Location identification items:
────────
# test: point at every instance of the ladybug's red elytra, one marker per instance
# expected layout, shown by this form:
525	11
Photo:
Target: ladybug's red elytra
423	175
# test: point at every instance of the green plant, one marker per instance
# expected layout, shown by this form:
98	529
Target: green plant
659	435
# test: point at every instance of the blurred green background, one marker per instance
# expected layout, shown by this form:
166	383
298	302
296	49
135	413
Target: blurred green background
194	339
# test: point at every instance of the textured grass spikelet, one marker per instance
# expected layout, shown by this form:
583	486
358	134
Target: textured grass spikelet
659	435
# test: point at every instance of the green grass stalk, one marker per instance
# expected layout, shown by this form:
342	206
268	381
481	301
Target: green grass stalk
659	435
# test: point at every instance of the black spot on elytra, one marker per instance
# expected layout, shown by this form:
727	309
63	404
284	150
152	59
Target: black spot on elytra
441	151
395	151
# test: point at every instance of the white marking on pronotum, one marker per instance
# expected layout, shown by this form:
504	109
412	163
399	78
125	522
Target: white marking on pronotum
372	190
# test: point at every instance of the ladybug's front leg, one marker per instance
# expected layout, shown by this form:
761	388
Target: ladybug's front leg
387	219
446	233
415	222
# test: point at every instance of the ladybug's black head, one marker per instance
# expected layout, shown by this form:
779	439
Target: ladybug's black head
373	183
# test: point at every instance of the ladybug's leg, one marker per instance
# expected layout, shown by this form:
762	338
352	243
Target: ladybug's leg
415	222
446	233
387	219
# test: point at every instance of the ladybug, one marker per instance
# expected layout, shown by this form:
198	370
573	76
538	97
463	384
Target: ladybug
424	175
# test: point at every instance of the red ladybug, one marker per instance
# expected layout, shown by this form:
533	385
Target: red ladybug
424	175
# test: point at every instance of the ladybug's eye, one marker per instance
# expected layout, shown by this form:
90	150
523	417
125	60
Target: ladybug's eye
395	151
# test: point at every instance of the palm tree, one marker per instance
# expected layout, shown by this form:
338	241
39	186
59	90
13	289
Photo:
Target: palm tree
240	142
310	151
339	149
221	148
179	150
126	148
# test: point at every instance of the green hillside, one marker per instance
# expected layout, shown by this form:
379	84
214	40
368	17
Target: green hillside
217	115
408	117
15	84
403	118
────────
Return, without any change, the lines of the records that begin at the line containing "# test: point at every instance of the black" and run through the end of the records, including that first line.

# test: point at every instance of the black spot on elytra, one marker per instance
# expected layout, shown by this form:
727	309
63	404
284	150
152	59
Target: black spot on elytra
441	151
395	151
# test: point at every instance of the white marking on pronotum, one marker per instance
# expected layout, shown by this form:
504	109
412	163
399	78
125	522
Target: white marking on pronotum
372	190
# test: point at every instance of the ladybug's front leg, one marker per instance
# expected layout, shown by this form:
761	388
Target: ladybug's front leg
387	219
446	233
415	222
# test: point at every instance of the ladybug's black head, one marker per instance
# expected layout, shown by this form:
779	439
Target: ladybug's black head
373	183
# test: point at every instance of the ladybug's leg, one marker per instance
# expected layout, shown by this form:
762	338
352	243
Target: ladybug's leg
415	222
446	233
387	219
# test: point at every instance of the ladybug, one marker per instance
# expected layout, shown by this form:
198	370
573	76
538	97
463	384
Target: ladybug
424	175
# test: point at every instance of the red ladybug, one marker per instance
# expected layout, shown by this form:
533	385
Target: red ladybug
424	175
# test: point at every instance of the ladybug's eye, one marker per instance
# expected layout, shown by this form:
90	150
523	417
125	60
Target: ladybug's eye
395	151
# test: point at every instance of the palm tree, one marker per instance
# expected layout, shown by this form:
338	241
39	186
59	90
13	289
Photo:
Target: palm tree
240	142
310	151
339	149
221	148
179	150
126	148
# test: point at every instance of the green hillside, one marker per instance
# expected layout, shown by this form:
379	84
214	40
368	17
Target: green hillside
217	115
408	117
15	84
403	118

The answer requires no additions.